[Annotated photo localization data]
##########

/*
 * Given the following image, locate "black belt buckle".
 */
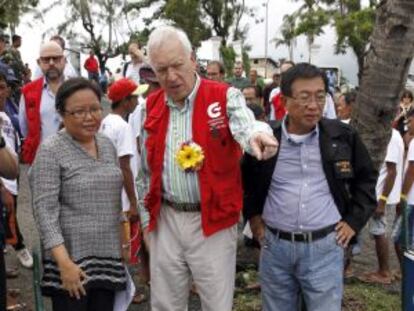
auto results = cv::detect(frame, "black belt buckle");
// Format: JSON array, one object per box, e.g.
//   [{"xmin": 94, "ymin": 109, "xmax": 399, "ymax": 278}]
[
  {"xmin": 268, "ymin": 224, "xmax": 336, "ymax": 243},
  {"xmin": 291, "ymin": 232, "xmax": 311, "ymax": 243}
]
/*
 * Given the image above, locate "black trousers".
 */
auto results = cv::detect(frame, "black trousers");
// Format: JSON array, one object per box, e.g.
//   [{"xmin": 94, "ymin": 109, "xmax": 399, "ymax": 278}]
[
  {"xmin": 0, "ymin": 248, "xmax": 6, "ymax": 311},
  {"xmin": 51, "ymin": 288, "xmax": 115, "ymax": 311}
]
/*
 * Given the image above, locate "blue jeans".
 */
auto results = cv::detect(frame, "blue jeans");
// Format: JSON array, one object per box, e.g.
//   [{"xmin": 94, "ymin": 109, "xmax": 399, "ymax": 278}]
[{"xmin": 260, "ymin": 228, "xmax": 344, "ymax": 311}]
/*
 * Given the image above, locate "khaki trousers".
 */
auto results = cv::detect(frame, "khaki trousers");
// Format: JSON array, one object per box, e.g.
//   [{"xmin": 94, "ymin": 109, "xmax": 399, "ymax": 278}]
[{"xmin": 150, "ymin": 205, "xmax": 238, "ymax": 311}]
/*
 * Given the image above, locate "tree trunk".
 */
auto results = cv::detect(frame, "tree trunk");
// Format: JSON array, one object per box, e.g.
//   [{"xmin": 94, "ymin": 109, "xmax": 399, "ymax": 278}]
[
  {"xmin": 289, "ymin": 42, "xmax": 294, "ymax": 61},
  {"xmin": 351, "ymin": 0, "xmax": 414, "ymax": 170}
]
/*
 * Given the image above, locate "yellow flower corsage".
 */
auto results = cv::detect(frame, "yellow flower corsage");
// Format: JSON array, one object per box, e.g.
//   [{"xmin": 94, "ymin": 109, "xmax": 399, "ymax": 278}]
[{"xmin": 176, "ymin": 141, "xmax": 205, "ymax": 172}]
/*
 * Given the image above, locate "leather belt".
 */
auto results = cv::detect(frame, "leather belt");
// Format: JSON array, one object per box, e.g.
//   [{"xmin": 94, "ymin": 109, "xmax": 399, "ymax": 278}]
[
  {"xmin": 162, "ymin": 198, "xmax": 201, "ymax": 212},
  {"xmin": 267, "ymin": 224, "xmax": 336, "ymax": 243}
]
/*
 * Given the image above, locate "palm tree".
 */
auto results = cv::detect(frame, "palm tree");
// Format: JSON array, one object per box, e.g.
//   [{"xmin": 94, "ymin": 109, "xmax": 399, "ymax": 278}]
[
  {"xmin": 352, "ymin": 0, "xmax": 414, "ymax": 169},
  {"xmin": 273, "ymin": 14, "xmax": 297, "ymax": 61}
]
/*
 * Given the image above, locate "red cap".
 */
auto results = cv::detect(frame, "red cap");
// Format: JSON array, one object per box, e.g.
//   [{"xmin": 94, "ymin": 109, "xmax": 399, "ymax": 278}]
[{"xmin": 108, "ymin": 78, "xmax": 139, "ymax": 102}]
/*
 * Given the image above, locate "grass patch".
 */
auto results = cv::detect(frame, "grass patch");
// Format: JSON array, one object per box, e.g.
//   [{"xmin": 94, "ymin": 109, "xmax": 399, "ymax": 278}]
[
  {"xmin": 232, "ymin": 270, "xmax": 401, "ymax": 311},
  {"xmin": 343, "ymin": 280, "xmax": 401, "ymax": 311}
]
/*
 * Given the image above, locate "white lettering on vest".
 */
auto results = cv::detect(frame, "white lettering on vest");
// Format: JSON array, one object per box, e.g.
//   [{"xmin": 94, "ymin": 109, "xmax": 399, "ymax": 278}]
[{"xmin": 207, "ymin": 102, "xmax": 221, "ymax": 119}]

##########

PROBLEM TO WORK ON:
All of the entries above should be duplicated exactly, except for the pictures.

EXPECTED ANSWER:
/*
 * Given the following image, locate "black belt buckle".
 */
auto results = cv::detect(frame, "black belt buckle");
// Format: JSON array, one object per box, e.g.
//   [{"xmin": 94, "ymin": 109, "xmax": 399, "ymax": 278}]
[
  {"xmin": 268, "ymin": 224, "xmax": 336, "ymax": 243},
  {"xmin": 291, "ymin": 232, "xmax": 311, "ymax": 243}
]
/*
 * Given the image above, locate "black trousers".
 */
auto results = cv::detect(frame, "black trousers");
// Format: JSON array, one object per box, e.g.
//   [{"xmin": 94, "ymin": 109, "xmax": 399, "ymax": 278}]
[
  {"xmin": 0, "ymin": 248, "xmax": 6, "ymax": 311},
  {"xmin": 51, "ymin": 288, "xmax": 115, "ymax": 311}
]
/*
 * Given the image above, locate "blue jeans".
 */
auto results = cv::detect(frame, "blue jeans");
// Format: JSON array, one object per box, e.g.
//   [{"xmin": 94, "ymin": 109, "xmax": 399, "ymax": 278}]
[{"xmin": 260, "ymin": 228, "xmax": 344, "ymax": 311}]
/*
 * Given the image above, locate "khaki trousers".
 */
auto results = cv::detect(frame, "khaki trousers");
// Format: JSON array, one object per box, e.g.
//   [{"xmin": 94, "ymin": 109, "xmax": 399, "ymax": 278}]
[{"xmin": 150, "ymin": 205, "xmax": 238, "ymax": 311}]
/*
 * Given the image above, locate "tree trunk".
 */
auto results = cv::detect(frame, "tree trunk");
// Format: JSON array, one object per box, e.g.
//   [{"xmin": 94, "ymin": 109, "xmax": 399, "ymax": 278}]
[
  {"xmin": 289, "ymin": 42, "xmax": 294, "ymax": 61},
  {"xmin": 351, "ymin": 0, "xmax": 414, "ymax": 170}
]
/*
 * Given the image above, locate "yellow flower corsage".
 */
auto results = cv::detect(frame, "yellow flower corsage");
// Format: JSON array, one object per box, e.g.
//   [{"xmin": 94, "ymin": 109, "xmax": 399, "ymax": 278}]
[{"xmin": 176, "ymin": 141, "xmax": 205, "ymax": 172}]
/*
 * Given the image above, locate "leather belt".
 */
auto results = cv::detect(frame, "leather belt");
// Format: JSON array, one object per box, e.g.
//   [{"xmin": 94, "ymin": 109, "xmax": 399, "ymax": 278}]
[
  {"xmin": 162, "ymin": 198, "xmax": 201, "ymax": 212},
  {"xmin": 267, "ymin": 224, "xmax": 336, "ymax": 243}
]
/*
 * Given the image above, locate "palm tree".
 */
auto results = cv::detect(frame, "palm tree");
// Format: JSON array, one object per box, e.g.
//   [{"xmin": 94, "ymin": 109, "xmax": 399, "ymax": 278}]
[
  {"xmin": 352, "ymin": 0, "xmax": 414, "ymax": 169},
  {"xmin": 273, "ymin": 14, "xmax": 297, "ymax": 61}
]
/*
 * Given the image above, locate "red cap".
 */
auto results = cv::detect(frame, "red cap");
// Format: JSON array, one object per box, e.g.
//   [{"xmin": 94, "ymin": 109, "xmax": 399, "ymax": 278}]
[{"xmin": 108, "ymin": 78, "xmax": 139, "ymax": 102}]
/*
 * Given the image above, locate "grass patch".
 */
auto results = cv::detect(frame, "grass patch");
// Format: JSON array, one object per box, e.g.
//   [{"xmin": 94, "ymin": 109, "xmax": 399, "ymax": 278}]
[
  {"xmin": 232, "ymin": 270, "xmax": 401, "ymax": 311},
  {"xmin": 343, "ymin": 280, "xmax": 401, "ymax": 311}
]
/*
 * Given the image above, locate "white lettering on vest".
 */
auto results = cv::detect(frame, "white lettering on vest");
// Format: JSON array, one object per box, e.g.
//   [{"xmin": 94, "ymin": 109, "xmax": 399, "ymax": 278}]
[{"xmin": 207, "ymin": 102, "xmax": 221, "ymax": 119}]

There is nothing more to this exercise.